Brief:
Reproduce all the entries exactly.
### Records provided
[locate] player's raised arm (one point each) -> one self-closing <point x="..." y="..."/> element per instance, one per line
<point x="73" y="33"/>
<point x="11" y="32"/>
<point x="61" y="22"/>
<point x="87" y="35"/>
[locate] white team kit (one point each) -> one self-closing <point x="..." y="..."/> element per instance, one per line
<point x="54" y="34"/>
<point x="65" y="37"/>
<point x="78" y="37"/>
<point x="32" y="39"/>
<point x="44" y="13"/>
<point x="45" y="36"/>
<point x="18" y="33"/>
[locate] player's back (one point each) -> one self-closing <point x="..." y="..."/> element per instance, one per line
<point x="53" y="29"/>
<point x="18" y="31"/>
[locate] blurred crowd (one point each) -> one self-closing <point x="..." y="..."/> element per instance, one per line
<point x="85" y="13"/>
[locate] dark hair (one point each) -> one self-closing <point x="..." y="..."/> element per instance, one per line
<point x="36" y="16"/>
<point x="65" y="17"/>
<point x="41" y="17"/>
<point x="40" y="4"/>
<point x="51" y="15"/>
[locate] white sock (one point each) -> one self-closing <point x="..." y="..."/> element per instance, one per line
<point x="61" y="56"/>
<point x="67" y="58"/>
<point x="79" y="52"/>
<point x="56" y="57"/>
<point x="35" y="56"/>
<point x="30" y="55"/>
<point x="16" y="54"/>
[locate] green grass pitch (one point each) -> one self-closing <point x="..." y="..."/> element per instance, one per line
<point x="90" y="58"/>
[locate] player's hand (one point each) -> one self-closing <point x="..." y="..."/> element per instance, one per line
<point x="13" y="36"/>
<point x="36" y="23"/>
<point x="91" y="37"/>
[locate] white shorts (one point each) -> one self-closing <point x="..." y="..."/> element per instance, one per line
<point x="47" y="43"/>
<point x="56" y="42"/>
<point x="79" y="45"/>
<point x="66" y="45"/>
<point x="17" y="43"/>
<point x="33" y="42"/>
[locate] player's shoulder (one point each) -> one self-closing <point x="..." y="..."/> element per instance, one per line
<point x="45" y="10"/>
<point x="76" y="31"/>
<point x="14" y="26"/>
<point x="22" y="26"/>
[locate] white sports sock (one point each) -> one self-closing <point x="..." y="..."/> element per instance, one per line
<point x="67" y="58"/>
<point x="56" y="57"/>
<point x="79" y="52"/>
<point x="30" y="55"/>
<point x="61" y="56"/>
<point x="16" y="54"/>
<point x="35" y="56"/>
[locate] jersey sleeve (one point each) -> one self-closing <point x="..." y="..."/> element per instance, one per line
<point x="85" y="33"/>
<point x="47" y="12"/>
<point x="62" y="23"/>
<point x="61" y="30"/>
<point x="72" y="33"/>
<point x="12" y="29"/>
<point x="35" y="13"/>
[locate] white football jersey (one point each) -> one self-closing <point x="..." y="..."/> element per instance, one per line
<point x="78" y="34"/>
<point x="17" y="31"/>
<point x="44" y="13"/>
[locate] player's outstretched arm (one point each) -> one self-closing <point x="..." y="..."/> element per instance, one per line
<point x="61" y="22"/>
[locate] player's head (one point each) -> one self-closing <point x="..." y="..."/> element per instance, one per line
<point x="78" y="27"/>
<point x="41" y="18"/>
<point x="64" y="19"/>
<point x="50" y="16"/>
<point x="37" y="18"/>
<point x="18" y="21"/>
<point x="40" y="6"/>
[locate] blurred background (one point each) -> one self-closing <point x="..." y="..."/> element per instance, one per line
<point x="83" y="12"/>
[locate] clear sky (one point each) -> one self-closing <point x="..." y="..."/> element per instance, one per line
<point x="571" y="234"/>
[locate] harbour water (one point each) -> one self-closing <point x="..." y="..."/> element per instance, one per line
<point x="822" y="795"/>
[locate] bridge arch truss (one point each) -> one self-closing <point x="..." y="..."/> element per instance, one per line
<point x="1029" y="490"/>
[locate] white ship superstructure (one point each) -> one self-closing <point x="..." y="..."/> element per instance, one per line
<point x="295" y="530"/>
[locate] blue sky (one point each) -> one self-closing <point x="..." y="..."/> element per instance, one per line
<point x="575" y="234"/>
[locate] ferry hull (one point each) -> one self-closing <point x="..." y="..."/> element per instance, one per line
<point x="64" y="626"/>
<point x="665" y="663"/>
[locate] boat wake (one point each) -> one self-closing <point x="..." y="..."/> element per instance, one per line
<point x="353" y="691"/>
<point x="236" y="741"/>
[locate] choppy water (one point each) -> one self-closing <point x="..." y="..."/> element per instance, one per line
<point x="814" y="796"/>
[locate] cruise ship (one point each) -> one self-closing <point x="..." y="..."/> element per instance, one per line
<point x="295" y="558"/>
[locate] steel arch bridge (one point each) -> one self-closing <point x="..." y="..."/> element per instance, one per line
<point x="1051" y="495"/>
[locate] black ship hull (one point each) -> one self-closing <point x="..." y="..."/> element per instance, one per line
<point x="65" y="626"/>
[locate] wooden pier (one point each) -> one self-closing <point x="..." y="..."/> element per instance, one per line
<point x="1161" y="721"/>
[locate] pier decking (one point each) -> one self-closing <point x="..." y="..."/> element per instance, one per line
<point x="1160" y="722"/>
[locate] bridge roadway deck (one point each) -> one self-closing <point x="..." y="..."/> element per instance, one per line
######
Output below:
[locate] player's raised arm (one point each) -> one self-closing <point x="..." y="..."/> element per instance, one per line
<point x="73" y="33"/>
<point x="11" y="32"/>
<point x="61" y="22"/>
<point x="87" y="35"/>
[locate] white team kit (one point each) -> one self-closing <point x="..." y="..."/> element per instance, one per line
<point x="54" y="34"/>
<point x="65" y="37"/>
<point x="78" y="37"/>
<point x="32" y="39"/>
<point x="44" y="13"/>
<point x="45" y="36"/>
<point x="18" y="33"/>
[locate] player's back (one point each) -> one self-closing <point x="..." y="..."/> element per instance, one per line
<point x="53" y="29"/>
<point x="18" y="31"/>
[locate] blurred crowd (one point each) -> one self-closing <point x="..." y="..."/> element per instance, one per line
<point x="85" y="13"/>
[locate] dark hair (one point each) -> one self-closing <point x="..." y="..."/> element per instance, one per line
<point x="36" y="16"/>
<point x="65" y="17"/>
<point x="41" y="17"/>
<point x="40" y="4"/>
<point x="51" y="15"/>
[locate] white sock (one point each) -> one self-closing <point x="..." y="..."/> element per instance, one per line
<point x="61" y="56"/>
<point x="67" y="58"/>
<point x="79" y="52"/>
<point x="56" y="57"/>
<point x="35" y="56"/>
<point x="30" y="55"/>
<point x="16" y="54"/>
[locate] green grass pitch (one point each) -> one self-closing <point x="..." y="..."/> element per instance, one per line
<point x="90" y="58"/>
[locate] player's hand (one point each) -> one self-closing <point x="..." y="..."/> element per instance, one per line
<point x="13" y="36"/>
<point x="36" y="23"/>
<point x="91" y="37"/>
[locate] white shorts (one point each) -> one self-closing <point x="..." y="..."/> element per instance, one per line
<point x="47" y="43"/>
<point x="56" y="42"/>
<point x="79" y="45"/>
<point x="66" y="45"/>
<point x="17" y="43"/>
<point x="33" y="42"/>
[locate] player's shoulder (one point each) -> one self-closing <point x="..." y="..."/> element per instance, one per line
<point x="45" y="10"/>
<point x="76" y="31"/>
<point x="14" y="26"/>
<point x="22" y="26"/>
[locate] white sports sock (one point each) -> one self-closing <point x="..." y="..."/> element per instance, one per line
<point x="67" y="58"/>
<point x="56" y="57"/>
<point x="79" y="52"/>
<point x="30" y="55"/>
<point x="61" y="56"/>
<point x="16" y="54"/>
<point x="35" y="56"/>
[locate] jersey sleeve (one point each) -> one self-closing <point x="..." y="..."/> element per instance, one per line
<point x="85" y="33"/>
<point x="47" y="12"/>
<point x="62" y="23"/>
<point x="61" y="30"/>
<point x="72" y="33"/>
<point x="12" y="29"/>
<point x="35" y="13"/>
[locate] white football jersey (one point each) -> one self-closing <point x="..." y="..."/> element per instance, one per line
<point x="78" y="34"/>
<point x="17" y="31"/>
<point x="44" y="13"/>
[locate] player's outstretched arm (one point each) -> one self-closing <point x="..." y="..."/> element per instance, one per line
<point x="61" y="22"/>
[locate] player's head (one point each) -> one self-closing <point x="..." y="..."/> element per instance, one per line
<point x="78" y="27"/>
<point x="41" y="18"/>
<point x="64" y="19"/>
<point x="50" y="16"/>
<point x="37" y="18"/>
<point x="18" y="21"/>
<point x="40" y="6"/>
[locate] blurred background (one point each) -> one self-closing <point x="..." y="..."/> element per instance, one per line
<point x="83" y="12"/>
[locate] clear sky (one point each) -> one self-closing <point x="..." y="..."/> element per instance, one per line
<point x="571" y="234"/>
[locate] harbour water (one point each) -> one self-closing <point x="..." y="..."/> element per instance, one per line
<point x="822" y="795"/>
[locate] bridge arch truss (one point each) -> one self-closing <point x="..." y="..."/> element per instance, one per line
<point x="1029" y="490"/>
[locate] white ship superstructure (one point each) -> one self-closing <point x="..." y="..."/> element per instance, one per line
<point x="295" y="530"/>
[locate] blue sky (one point each) -> one self-closing <point x="..." y="..."/> element per instance, one per line
<point x="575" y="234"/>
[locate] ferry hull (one point each) -> one self-closing <point x="..." y="..."/> element per instance, one per line
<point x="64" y="626"/>
<point x="665" y="663"/>
[locate] boat wake (one point each) -> one self-closing <point x="..." y="..."/> element per instance, one per line
<point x="353" y="691"/>
<point x="236" y="741"/>
[locate] choppy water (one point each) -> one self-closing <point x="..." y="..."/> element per instance, one per line
<point x="814" y="796"/>
[locate] cruise ship (one point each) -> one self-closing <point x="..." y="..."/> element per instance, one per line
<point x="295" y="558"/>
[locate] steel arch bridge (one point each) -> one self-closing <point x="..." y="..."/> element per instance, one per line
<point x="1051" y="495"/>
[locate] black ship hull (one point each) -> one self-closing <point x="..." y="..."/> element per instance, one per line
<point x="65" y="626"/>
[locate] wooden pier (one point each) -> one self-closing <point x="..." y="..."/> element per instance, one per line
<point x="1161" y="721"/>
[locate] pier decking (one point each) -> one self-closing <point x="..." y="..."/> element per instance, one per line
<point x="1160" y="722"/>
[locate] bridge roadway deck (one point each) -> one self-closing <point x="..." y="..."/> element per instance, one per line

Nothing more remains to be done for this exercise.